## TAREFA SOLICITADA
Por favor, transcreva da reportagem sobre o médico o trecho que abre com as palavras que contêm "No dia em que" e fecha com "invadir o local.", substituindo "protesto" por "ato".

## DOCUMENTO DE ORIGEM
┄┄┄┄┄┄┄┄┄┄┄┄┄┄┄┄┄┄┄┄

Padre é condenado pela Justiça após chamar de 'assassino' médico que fez aborto legal
Médico que realizou aborto legal em criança de 10 anos vítima de estupro vence ação contra padre que o acusou de 'assassinato'. Além do padre, grupos evangélicos tentaram invadir hospital para impedir o aborto
A Justiça deu ganho de causa ao médico Olímpio Moraes Filho, que foi chamado de ‘assassino’ por um padre após realizar um aborto legal em uma menina de 10 anos, vítima de estupro. O caso aconteceu em 2020 e foi amplamente divulgado.
O procedimento foi realizado no Centro de Saúde Amaury de Medeiros (Cisam), no Recife, onde Olímpio Moraes atuava como obstetra e diretor do hospital. Na época, a identidade do médico foi espalhada nas redes sociais por grupos religiosos extremistas.
No dia em que a menina foi internada para realizar o aborto, grupos ligados às igrejas evangélica e católica fizeram um protesto do lado de fora da unidade e tentaram invadir o local.
No processo, o médico apresentou como provas textos publicados pelo padre no site da Associação Provida de Anápolis, nos quais se referem ao obstetra como “assassino”. O religioso foi condenado a pagar R$ 10 mil de indenização.

┄┄┄┄┄┄┄┄┄┄┄┄┄┄┄┄┄┄┄┄

## DADOS DE ORIGEM
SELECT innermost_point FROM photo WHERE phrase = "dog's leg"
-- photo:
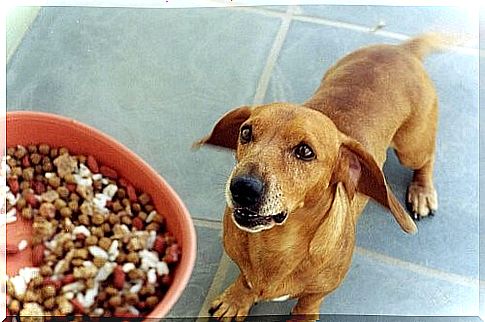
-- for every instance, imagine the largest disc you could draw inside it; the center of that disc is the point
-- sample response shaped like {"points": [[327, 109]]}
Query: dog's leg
{"points": [[415, 147], [308, 307], [234, 302]]}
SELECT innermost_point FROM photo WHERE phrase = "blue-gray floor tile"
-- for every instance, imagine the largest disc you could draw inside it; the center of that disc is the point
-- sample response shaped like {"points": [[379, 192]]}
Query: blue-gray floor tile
{"points": [[209, 252], [375, 288], [156, 80], [403, 19], [450, 240]]}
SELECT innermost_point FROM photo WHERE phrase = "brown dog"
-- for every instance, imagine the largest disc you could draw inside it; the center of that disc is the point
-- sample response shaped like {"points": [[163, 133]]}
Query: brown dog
{"points": [[304, 174]]}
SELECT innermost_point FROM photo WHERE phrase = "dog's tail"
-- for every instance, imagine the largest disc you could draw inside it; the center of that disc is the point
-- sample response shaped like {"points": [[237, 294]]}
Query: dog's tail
{"points": [[428, 43]]}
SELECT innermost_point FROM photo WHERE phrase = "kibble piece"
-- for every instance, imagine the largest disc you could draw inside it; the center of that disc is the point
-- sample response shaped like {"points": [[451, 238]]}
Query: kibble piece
{"points": [[136, 207], [20, 152], [28, 174], [74, 205], [50, 303], [54, 182], [152, 301], [63, 192], [131, 298], [48, 291], [37, 280], [133, 257], [44, 149], [136, 274], [47, 167], [104, 243], [27, 213], [35, 158], [59, 204], [113, 219], [106, 227], [98, 219], [30, 296], [81, 253], [45, 270], [115, 301], [66, 212], [14, 307], [153, 226]]}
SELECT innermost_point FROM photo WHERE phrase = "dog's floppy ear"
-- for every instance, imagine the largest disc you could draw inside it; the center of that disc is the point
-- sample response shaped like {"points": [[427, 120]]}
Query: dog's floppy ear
{"points": [[225, 133], [359, 172]]}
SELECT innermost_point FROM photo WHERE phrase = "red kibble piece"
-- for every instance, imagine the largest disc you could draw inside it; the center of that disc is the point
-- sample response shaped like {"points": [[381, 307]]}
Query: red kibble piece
{"points": [[13, 183], [68, 279], [119, 277], [160, 245], [71, 187], [92, 164], [130, 191], [25, 161], [137, 223], [108, 172]]}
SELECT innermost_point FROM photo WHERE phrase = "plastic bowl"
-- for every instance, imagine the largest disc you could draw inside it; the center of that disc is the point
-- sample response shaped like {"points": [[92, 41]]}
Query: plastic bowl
{"points": [[35, 127]]}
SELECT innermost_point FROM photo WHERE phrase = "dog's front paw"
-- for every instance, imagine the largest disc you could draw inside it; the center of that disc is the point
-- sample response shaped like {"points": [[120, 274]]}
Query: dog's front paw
{"points": [[234, 303], [422, 201]]}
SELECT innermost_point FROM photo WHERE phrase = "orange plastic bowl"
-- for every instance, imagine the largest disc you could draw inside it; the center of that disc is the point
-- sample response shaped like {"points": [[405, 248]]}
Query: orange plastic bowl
{"points": [[35, 127]]}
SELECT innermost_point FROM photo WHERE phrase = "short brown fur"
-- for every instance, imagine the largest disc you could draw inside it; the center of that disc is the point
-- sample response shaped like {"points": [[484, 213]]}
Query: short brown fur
{"points": [[372, 99]]}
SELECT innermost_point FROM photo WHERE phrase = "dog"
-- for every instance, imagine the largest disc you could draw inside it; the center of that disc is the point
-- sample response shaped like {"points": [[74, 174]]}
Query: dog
{"points": [[304, 173]]}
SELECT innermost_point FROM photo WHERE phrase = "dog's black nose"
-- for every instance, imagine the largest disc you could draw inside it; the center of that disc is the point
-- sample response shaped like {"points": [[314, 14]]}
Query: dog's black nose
{"points": [[246, 190]]}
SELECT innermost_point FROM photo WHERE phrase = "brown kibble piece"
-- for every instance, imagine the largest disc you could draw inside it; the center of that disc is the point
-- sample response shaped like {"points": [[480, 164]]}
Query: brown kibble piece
{"points": [[133, 257], [115, 301], [46, 270], [84, 220], [104, 243], [152, 301], [97, 219], [91, 240], [98, 261], [66, 212], [54, 182], [35, 158], [27, 213], [63, 192]]}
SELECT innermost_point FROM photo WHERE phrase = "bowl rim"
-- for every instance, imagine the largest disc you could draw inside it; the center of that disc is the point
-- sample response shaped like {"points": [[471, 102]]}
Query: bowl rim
{"points": [[189, 248]]}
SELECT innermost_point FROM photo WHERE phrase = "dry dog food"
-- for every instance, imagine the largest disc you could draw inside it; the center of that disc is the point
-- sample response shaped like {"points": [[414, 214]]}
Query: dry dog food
{"points": [[99, 247]]}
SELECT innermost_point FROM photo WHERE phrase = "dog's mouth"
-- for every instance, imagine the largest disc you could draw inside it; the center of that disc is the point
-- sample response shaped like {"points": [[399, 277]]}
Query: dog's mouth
{"points": [[249, 220]]}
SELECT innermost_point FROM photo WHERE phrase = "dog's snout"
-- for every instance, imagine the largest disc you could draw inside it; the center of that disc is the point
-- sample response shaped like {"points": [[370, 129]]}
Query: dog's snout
{"points": [[246, 190]]}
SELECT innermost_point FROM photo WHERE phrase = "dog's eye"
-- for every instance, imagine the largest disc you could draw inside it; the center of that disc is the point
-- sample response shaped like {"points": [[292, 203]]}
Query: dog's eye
{"points": [[246, 134], [304, 152]]}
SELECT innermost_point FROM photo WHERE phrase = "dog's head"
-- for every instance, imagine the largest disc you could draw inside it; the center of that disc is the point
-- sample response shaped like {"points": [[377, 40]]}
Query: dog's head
{"points": [[287, 156]]}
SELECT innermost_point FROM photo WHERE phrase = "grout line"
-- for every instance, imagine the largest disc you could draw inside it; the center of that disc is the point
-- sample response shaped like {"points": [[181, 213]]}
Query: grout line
{"points": [[273, 57], [350, 26], [420, 269], [379, 257], [215, 287]]}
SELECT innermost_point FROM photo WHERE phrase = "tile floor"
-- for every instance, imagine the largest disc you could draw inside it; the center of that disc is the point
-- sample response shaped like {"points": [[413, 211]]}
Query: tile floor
{"points": [[157, 79]]}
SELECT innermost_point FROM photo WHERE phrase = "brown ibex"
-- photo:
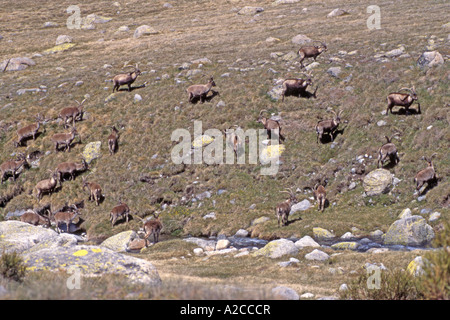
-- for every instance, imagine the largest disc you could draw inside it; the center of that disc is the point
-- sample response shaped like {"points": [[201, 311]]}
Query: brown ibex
{"points": [[46, 185], [70, 168], [113, 140], [12, 166], [283, 209], [320, 195], [29, 131], [200, 90], [74, 113], [65, 139], [32, 217], [311, 52], [119, 211], [427, 175], [402, 99], [270, 125], [387, 150], [328, 126], [95, 191], [126, 78]]}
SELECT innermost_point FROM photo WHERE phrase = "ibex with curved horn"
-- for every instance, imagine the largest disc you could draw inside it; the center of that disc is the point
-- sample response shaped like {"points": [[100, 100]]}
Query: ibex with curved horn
{"points": [[284, 208], [402, 99], [126, 78], [312, 51]]}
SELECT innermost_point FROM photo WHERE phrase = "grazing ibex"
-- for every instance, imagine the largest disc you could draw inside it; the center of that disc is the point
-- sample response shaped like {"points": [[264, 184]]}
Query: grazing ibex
{"points": [[126, 78], [402, 99], [32, 217], [200, 90], [320, 195], [119, 211], [12, 166], [70, 168], [95, 191], [311, 52], [29, 131], [74, 113], [113, 140], [328, 126], [46, 185], [270, 125], [283, 209], [388, 150], [427, 175], [65, 139]]}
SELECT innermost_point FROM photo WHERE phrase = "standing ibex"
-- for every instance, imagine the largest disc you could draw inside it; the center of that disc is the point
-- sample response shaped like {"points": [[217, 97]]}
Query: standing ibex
{"points": [[46, 185], [74, 113], [65, 139], [200, 90], [113, 140], [320, 195], [402, 99], [29, 131], [126, 78], [12, 166], [270, 125], [427, 175], [283, 209], [121, 210], [311, 52], [328, 126], [70, 168], [95, 191], [387, 150]]}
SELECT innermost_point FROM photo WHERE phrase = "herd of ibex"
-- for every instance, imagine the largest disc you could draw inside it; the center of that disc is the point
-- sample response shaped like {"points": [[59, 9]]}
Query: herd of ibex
{"points": [[290, 86]]}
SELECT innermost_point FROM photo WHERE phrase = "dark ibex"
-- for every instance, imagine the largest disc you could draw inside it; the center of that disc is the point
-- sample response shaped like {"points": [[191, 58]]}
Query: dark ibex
{"points": [[311, 52], [283, 209], [387, 150], [126, 78], [402, 99]]}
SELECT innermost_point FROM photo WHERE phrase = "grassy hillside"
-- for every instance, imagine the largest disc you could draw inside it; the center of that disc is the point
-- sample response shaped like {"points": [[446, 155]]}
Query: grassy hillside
{"points": [[240, 60]]}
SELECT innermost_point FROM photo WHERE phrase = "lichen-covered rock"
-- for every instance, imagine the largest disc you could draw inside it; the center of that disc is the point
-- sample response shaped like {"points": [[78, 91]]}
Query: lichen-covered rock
{"points": [[377, 182], [121, 241], [277, 248], [412, 231], [92, 261]]}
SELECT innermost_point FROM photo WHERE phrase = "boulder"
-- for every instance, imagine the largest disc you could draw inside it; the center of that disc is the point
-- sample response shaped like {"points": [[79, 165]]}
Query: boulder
{"points": [[277, 248], [413, 231], [377, 182], [92, 261]]}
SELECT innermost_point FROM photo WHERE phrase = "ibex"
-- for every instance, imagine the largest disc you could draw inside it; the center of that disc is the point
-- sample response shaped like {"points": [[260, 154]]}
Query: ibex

┄┄┄┄┄┄┄┄┄┄┄┄┄┄┄┄┄┄┄┄

## SOLUÇÃO DO PROBLEMA
No dia em que a menina foi internada para realizar o aborto, grupos ligados às igrejas evangélica e católica fizeram um ato do lado de fora da unidade e tentaram invadir o local.